*DOCUMENT*.

* BEGIN *

Steve Chapman extols the benefits of having an all-volunteer military force:
A few decades ago, the draft was a requirement for any major military undertaking. No one would have dreamed of fighting the Germans and Japanese, or the North Koreans and Chinese, without calling up young men for mandatory service. Not until the waning years of the Vietnam War did the nation elect to rely entirely on volunteers.
It was a controversial step, and one whose durability was very much in doubt. But in the intervening decades, the draft has gone from being indispensable to being unthinkable. Even the extraordinary demands of two difficult wars have not induced a reconsideration.
Even the military’s leadership recognizes now that armies perform better when they’re filled with people who actually want to be there, and as Chapman points out, it’s a more efficient use of training dollars to spend them on Army careerists than on guys who’d rather be smoking pot and watching football.
If this is the extent of Chapman’s argument then I agree, but I’m not any more comforted by the fact that the military’s bombing and killing of poor people overseas are performed by people who actually want to do that sort of thing. And he ignores the fact that young men must still notify the government of their whereabouts via Selective Service in case the draft is reinstated. If the military really does not want conscripted men (and possibly women) among its ranks, why does the infrastructure for conscription still exist?
More dubious is Chapman’s concluding paragraph:
It was once a novel experiment: fielding a force to protect freedom without grossly violating freedom by dragooning young men to serve. But it’s worked so well we’ve almost forgotten there’s an alternative.

* END *

*PARTS OF THE EXERCISE*.
(1) According to the post on the all-volunteer military, when did the nation choose to rely entirely on volunteers?
(2) Copy out the records unchanged, everything from the line containing "silver parked car." down to the last line of the records, with both of those lines included.

*MATERIAL TO PROCESS*.
* BEGIN *

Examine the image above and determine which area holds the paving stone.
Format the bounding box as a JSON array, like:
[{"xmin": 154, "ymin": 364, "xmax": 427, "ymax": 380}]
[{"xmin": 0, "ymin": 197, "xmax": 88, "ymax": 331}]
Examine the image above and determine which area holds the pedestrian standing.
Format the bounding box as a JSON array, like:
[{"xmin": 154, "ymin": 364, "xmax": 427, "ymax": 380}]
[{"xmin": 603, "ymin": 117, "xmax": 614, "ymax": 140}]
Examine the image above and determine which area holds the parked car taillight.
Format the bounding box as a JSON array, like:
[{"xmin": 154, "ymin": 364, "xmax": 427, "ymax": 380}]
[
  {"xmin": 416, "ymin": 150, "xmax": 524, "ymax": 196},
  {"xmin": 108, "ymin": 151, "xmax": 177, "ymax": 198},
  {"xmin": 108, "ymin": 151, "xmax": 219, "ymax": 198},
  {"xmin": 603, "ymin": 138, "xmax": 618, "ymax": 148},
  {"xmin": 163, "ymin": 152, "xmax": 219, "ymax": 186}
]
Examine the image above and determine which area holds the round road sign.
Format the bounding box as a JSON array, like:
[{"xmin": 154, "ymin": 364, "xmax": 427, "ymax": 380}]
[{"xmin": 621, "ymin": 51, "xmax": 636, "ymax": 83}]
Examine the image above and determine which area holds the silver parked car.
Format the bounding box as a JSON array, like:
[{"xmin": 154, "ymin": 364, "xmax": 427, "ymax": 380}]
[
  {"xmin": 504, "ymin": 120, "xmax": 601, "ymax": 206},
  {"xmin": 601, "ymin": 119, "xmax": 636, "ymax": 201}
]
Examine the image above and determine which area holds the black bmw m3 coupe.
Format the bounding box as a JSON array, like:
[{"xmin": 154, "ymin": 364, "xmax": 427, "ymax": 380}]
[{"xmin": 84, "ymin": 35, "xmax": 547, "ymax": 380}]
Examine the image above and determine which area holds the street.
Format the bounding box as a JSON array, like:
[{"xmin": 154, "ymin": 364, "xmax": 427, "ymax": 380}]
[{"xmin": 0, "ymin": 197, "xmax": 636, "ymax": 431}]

* END *

*RESULTS OF THE EXERCISE*.
(1) In the waning years of the Vietnam War.

(2)
Examine the image above and determine which area holds the silver parked car.
Format the bounding box as a JSON array, like:
[{"xmin": 154, "ymin": 364, "xmax": 427, "ymax": 380}]
[
  {"xmin": 504, "ymin": 120, "xmax": 601, "ymax": 206},
  {"xmin": 601, "ymin": 119, "xmax": 636, "ymax": 201}
]
Examine the image above and determine which area holds the black bmw m3 coupe.
Format the bounding box as a JSON array, like:
[{"xmin": 154, "ymin": 364, "xmax": 427, "ymax": 380}]
[{"xmin": 84, "ymin": 35, "xmax": 547, "ymax": 380}]
Examine the image above and determine which area holds the street.
Format the bounding box as a JSON array, like:
[{"xmin": 154, "ymin": 364, "xmax": 427, "ymax": 380}]
[{"xmin": 0, "ymin": 197, "xmax": 636, "ymax": 431}]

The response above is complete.